● **The problem**: Look for "laid" in the material below and show each line that contains it.

(Beginning of Dataset records)

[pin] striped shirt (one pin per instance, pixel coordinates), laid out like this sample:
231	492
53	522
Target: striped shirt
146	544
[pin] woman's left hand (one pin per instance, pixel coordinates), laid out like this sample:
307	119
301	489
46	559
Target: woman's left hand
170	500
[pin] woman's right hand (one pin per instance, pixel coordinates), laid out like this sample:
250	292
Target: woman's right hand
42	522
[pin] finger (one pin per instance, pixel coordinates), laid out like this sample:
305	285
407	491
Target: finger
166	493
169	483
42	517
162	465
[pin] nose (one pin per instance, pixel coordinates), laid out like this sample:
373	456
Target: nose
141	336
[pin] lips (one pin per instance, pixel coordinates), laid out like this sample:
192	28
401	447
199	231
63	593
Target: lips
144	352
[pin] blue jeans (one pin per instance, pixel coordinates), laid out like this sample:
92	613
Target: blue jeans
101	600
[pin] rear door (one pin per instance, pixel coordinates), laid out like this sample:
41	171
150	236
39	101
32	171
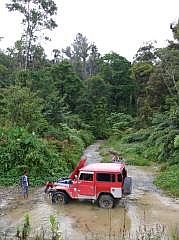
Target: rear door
86	187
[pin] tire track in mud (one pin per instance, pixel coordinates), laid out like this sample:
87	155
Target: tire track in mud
146	205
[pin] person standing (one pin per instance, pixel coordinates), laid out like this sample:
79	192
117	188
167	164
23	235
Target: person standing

(End of Dataset records)

● **Finished exercise**:
[pin] striped shirt (one pin per instance, pixel coordinates), laid out like this sample:
[pin] woman's left hand (one pin per instance, pixel coordinates), laid out like this sample:
[pin] woman's right hand (one pin per instance, pixel coordinates), laid out like this sample:
[pin] finger (one pin per instance, pixel coordinates), laid out like this sample:
[pin] nose (one pin per instance, pixel coordinates), laid out like this sample:
[pin] lips (one pin per instance, pixel coordinates), laid out like this sample:
[pin] blue jeans (one pin per instance, pixel coordinates), laid out like this sample:
[pin] rear door (one pin per instance, pixel coordinates), laid out like this sample:
[pin] tire track in mud (one pin per instance, pixel coordinates), laid out like this sample:
[pin] person standing (one pin per instance, pixel coordinates), laid out like this sample:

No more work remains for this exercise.